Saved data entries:
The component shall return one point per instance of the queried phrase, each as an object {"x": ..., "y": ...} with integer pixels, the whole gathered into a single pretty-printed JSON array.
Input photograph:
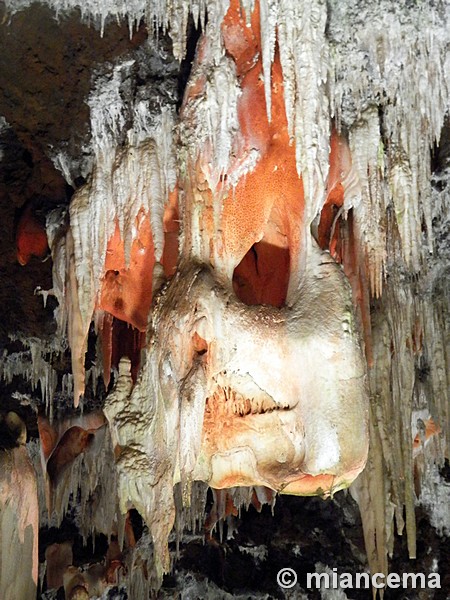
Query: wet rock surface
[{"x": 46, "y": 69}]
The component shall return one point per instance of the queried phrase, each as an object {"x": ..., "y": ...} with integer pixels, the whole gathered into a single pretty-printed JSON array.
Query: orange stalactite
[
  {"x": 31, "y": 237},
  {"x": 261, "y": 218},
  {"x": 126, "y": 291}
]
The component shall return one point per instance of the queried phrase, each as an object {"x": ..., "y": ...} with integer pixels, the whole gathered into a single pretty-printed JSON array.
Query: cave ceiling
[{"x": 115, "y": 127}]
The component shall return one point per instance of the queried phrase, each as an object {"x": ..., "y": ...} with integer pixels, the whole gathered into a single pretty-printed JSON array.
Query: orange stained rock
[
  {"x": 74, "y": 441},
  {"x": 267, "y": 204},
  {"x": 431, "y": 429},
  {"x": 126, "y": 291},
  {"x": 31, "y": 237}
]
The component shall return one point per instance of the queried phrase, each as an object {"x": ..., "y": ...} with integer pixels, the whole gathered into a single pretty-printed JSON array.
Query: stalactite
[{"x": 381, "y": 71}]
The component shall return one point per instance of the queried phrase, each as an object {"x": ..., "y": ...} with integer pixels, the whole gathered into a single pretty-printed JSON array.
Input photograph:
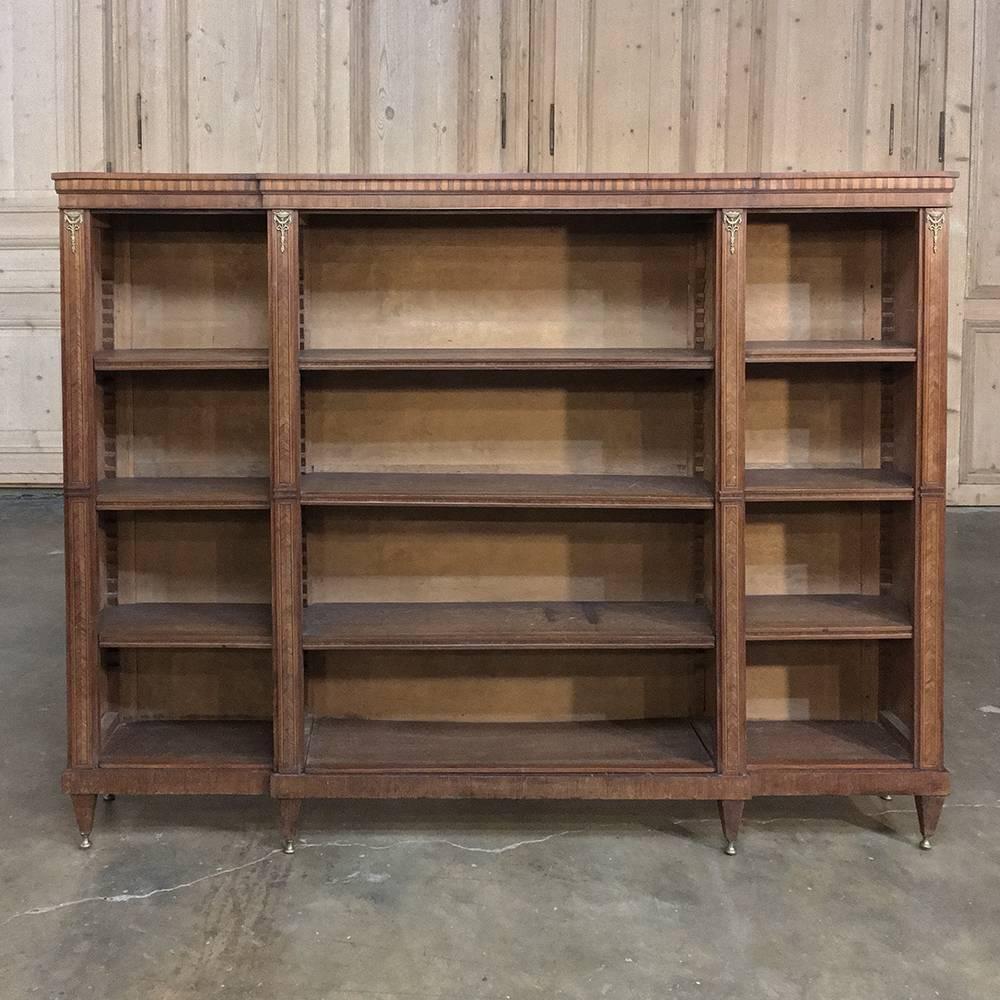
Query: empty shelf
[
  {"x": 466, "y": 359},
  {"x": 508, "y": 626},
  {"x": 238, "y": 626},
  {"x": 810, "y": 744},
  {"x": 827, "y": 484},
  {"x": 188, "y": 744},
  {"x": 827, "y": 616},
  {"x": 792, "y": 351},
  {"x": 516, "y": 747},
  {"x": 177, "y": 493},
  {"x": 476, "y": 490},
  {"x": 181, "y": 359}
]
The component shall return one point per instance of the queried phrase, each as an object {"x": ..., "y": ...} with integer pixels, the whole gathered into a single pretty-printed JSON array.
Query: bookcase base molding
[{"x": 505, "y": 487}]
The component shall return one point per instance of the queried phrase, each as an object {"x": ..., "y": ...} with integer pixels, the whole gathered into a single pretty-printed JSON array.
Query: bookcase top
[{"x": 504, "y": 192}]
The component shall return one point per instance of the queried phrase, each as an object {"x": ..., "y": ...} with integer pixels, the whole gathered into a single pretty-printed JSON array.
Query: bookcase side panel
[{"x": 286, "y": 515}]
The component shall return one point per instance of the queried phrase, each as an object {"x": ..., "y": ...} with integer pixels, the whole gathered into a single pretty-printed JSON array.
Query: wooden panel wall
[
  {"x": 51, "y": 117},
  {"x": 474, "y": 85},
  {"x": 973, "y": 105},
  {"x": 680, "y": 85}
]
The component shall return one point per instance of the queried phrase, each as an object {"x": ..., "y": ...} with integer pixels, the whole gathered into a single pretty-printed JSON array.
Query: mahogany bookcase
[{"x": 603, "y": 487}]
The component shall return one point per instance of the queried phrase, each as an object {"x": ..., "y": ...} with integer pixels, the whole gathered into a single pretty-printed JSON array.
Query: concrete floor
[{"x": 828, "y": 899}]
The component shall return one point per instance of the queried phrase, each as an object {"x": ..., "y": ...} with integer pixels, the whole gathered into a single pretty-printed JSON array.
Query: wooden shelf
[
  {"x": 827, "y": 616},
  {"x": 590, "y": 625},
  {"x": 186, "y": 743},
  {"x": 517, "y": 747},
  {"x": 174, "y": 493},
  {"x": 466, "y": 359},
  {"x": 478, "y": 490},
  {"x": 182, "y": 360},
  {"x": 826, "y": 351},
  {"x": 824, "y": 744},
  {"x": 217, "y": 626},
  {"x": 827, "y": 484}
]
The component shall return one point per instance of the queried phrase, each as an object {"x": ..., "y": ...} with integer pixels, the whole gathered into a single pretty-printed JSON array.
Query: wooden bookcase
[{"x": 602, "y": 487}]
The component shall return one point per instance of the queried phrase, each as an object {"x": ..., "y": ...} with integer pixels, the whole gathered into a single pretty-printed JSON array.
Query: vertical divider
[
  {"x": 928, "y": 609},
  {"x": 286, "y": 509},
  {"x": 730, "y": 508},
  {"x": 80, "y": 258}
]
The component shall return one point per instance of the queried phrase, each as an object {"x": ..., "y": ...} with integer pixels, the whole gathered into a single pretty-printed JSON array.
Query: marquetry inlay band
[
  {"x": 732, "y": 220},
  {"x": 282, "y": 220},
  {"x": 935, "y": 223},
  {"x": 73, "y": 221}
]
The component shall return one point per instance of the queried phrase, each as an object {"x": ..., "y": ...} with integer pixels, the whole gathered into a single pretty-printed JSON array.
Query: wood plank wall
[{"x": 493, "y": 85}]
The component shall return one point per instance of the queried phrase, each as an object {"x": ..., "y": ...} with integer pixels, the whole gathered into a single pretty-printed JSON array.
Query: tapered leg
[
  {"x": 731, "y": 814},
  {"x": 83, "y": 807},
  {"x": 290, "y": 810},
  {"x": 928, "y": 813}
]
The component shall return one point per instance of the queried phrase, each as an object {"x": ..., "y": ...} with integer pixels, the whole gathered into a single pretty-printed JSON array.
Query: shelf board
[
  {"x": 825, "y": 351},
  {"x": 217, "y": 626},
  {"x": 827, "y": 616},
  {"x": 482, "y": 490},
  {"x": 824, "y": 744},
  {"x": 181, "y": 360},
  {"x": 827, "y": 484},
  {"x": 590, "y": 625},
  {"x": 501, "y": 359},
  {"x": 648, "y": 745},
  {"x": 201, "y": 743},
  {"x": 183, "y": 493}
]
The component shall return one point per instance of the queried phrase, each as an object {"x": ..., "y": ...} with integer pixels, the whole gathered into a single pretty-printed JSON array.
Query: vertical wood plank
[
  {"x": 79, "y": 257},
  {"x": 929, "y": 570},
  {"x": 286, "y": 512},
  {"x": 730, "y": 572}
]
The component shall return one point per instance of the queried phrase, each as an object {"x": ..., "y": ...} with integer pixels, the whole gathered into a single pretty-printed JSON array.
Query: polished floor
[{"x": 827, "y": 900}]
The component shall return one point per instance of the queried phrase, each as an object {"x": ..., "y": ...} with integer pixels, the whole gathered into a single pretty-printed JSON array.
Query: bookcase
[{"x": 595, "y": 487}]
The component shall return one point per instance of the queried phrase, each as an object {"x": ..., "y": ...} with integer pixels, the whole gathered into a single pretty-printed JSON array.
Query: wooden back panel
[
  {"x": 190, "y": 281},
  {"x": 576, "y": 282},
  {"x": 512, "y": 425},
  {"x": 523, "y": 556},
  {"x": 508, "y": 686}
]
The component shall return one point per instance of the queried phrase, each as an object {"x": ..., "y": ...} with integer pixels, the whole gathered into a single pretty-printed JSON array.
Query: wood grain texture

WHAT YOU HAVE TO DO:
With the pictures dropped, write out all of the entries word for word.

SOLUTION:
The component shall return one point per instance of the queried phrase, each as an object {"x": ..., "y": ...} with integer pixels, the whole gathered into a single pretty-printed JSON array.
Input photograph:
Query: wet rock surface
[{"x": 46, "y": 69}]
The component shall return one point per instance of the queried phrase, each as an object {"x": ..., "y": ...} with integer pixels, the whole gathered into a single pretty-printed JSON array.
Query: orange stalactite
[
  {"x": 31, "y": 237},
  {"x": 261, "y": 218},
  {"x": 126, "y": 291}
]
The component shall return one point per instance of the queried phrase, each as an object {"x": ..., "y": ...} with integer pixels, the whole gathered into a single pretty-printed JSON array.
Query: cave ceiling
[{"x": 115, "y": 127}]
The component shall return one point per instance of the queried phrase, each as an object {"x": ..., "y": ...} with integer pixels, the whole gathered into a single pretty-printed JSON array.
Query: orange stained rock
[
  {"x": 74, "y": 441},
  {"x": 267, "y": 204},
  {"x": 431, "y": 429},
  {"x": 126, "y": 291},
  {"x": 31, "y": 237}
]
The component shall return one point per instance of the queried phrase, each as an object {"x": ..., "y": ...} with integer pixels, the whole gathered into a single pretty-printed JSON array.
Query: stalactite
[{"x": 381, "y": 71}]
The component shall return one point per instance of the queried phrase, each as an object {"x": ..., "y": ...} with integer pixels, the whole gathered into a single pretty-printed JSON array.
Input photograph:
Query: empty shelf
[
  {"x": 466, "y": 359},
  {"x": 508, "y": 626},
  {"x": 238, "y": 626},
  {"x": 810, "y": 744},
  {"x": 827, "y": 484},
  {"x": 188, "y": 744},
  {"x": 827, "y": 616},
  {"x": 792, "y": 351},
  {"x": 516, "y": 747},
  {"x": 177, "y": 493},
  {"x": 476, "y": 490},
  {"x": 181, "y": 359}
]
The component shall return one point per instance of the queried phrase, each as an object {"x": ..., "y": ...} with integer pixels, the whole gathered into a single pretty-printed JSON array.
Query: bookcase base molding
[{"x": 505, "y": 487}]
The component shall return one point per instance of the queried phrase, each as an object {"x": ..., "y": ...} with integer pixels, the whole gathered into a single pretty-printed JSON array.
Query: bookcase top
[{"x": 504, "y": 192}]
The component shall return one point per instance of the queried phrase, each as an object {"x": ..., "y": ...} with integer pixels, the whole gathered into a single pretty-printed JSON array.
Query: bookcase side panel
[{"x": 286, "y": 515}]
The component shall return one point per instance of the queried phrase, each as an object {"x": ..., "y": ...} with integer pixels, the whole gathered into a single pretty-printed JSON array.
Query: wooden panel wall
[
  {"x": 51, "y": 117},
  {"x": 474, "y": 85},
  {"x": 973, "y": 105},
  {"x": 680, "y": 85}
]
The component shall return one point per instance of the queried phrase, each as an object {"x": ..., "y": ...} with integer pixels, the whole gathered into a single pretty-printed JSON array.
Query: mahogany bookcase
[{"x": 603, "y": 487}]
The component shall return one point per instance of the queried phrase, each as an object {"x": ..., "y": ...} with integer pixels, the whole gathered into a single pretty-printed JSON array.
Query: concrete floor
[{"x": 828, "y": 899}]
The component shall return one point per instance of the queried phrase, each as an object {"x": ..., "y": ...} with integer pixels, the whole gathered into a single pretty-printed JSON array.
Query: wooden shelf
[
  {"x": 827, "y": 616},
  {"x": 590, "y": 625},
  {"x": 186, "y": 743},
  {"x": 517, "y": 747},
  {"x": 174, "y": 493},
  {"x": 466, "y": 359},
  {"x": 478, "y": 490},
  {"x": 182, "y": 360},
  {"x": 826, "y": 351},
  {"x": 824, "y": 744},
  {"x": 217, "y": 626},
  {"x": 827, "y": 484}
]
The component shall return one point per instance of the queried phrase, each as an object {"x": ..., "y": ...} with integer pixels, the whole gathered into a single pretty-printed JSON array.
Query: wooden bookcase
[{"x": 602, "y": 487}]
The component shall return one point per instance of the queried phrase, each as an object {"x": ..., "y": ...} with integer pixels, the whole gathered into a single pretty-printed JSON array.
Query: vertical divider
[
  {"x": 928, "y": 609},
  {"x": 286, "y": 509},
  {"x": 730, "y": 508},
  {"x": 80, "y": 258}
]
The component shall return one point per instance of the queried phrase, each as an object {"x": ..., "y": ...} with integer pixels, the whole gathered into a single pretty-printed JSON array.
Query: marquetry inlay band
[
  {"x": 732, "y": 220},
  {"x": 282, "y": 220},
  {"x": 935, "y": 223},
  {"x": 73, "y": 221}
]
The component shall return one point per instance of the queried phrase, each as an object {"x": ..., "y": ...} with integer pixels, the whole gathered into a single pretty-printed JSON array.
Query: wood plank wall
[{"x": 493, "y": 85}]
The component shall return one point per instance of the queried phrase, each as an object {"x": ..., "y": ...} with integer pixels, the whole gathered into a single pretty-printed JSON array.
Query: tapered leg
[
  {"x": 731, "y": 814},
  {"x": 83, "y": 807},
  {"x": 290, "y": 810},
  {"x": 928, "y": 813}
]
The component shall return one point per instance of the queried phrase, each as an object {"x": ..., "y": ...} with integer pixels, the whole gathered into a single pretty-printed JSON array.
Query: shelf board
[
  {"x": 825, "y": 351},
  {"x": 217, "y": 626},
  {"x": 827, "y": 616},
  {"x": 482, "y": 490},
  {"x": 824, "y": 744},
  {"x": 181, "y": 360},
  {"x": 827, "y": 484},
  {"x": 590, "y": 625},
  {"x": 501, "y": 359},
  {"x": 648, "y": 745},
  {"x": 201, "y": 743},
  {"x": 183, "y": 493}
]
The component shall return one point per instance of the queried phrase, each as an object {"x": ..., "y": ...} with integer pixels, the whole gathered into a single pretty-printed JSON array.
Query: vertical wood plank
[
  {"x": 79, "y": 257},
  {"x": 929, "y": 570},
  {"x": 286, "y": 512},
  {"x": 730, "y": 572}
]
The component shall return one point per instance of the queried phrase, each as an object {"x": ..., "y": ...} with integer pixels, the whole gathered into a single pretty-printed JSON array.
Query: polished floor
[{"x": 827, "y": 900}]
The component shall return one point per instance of the queried phrase, each as an object {"x": ..., "y": ...} with integer pixels, the whole gathered into a single pretty-printed JSON array.
Query: bookcase
[{"x": 595, "y": 487}]
The component shall return one point per instance of the queried phrase, each as an object {"x": ..., "y": ...} with integer pixels, the whole gathered into a single pretty-printed JSON array.
Query: wooden back panel
[
  {"x": 190, "y": 281},
  {"x": 576, "y": 282},
  {"x": 512, "y": 425},
  {"x": 523, "y": 556},
  {"x": 508, "y": 686}
]
The component shall return one point per instance of the queried phrase, each as an object {"x": ..., "y": ...} with integer pixels, the whole gathered into a single pretty-printed JSON array.
Query: wood grain texture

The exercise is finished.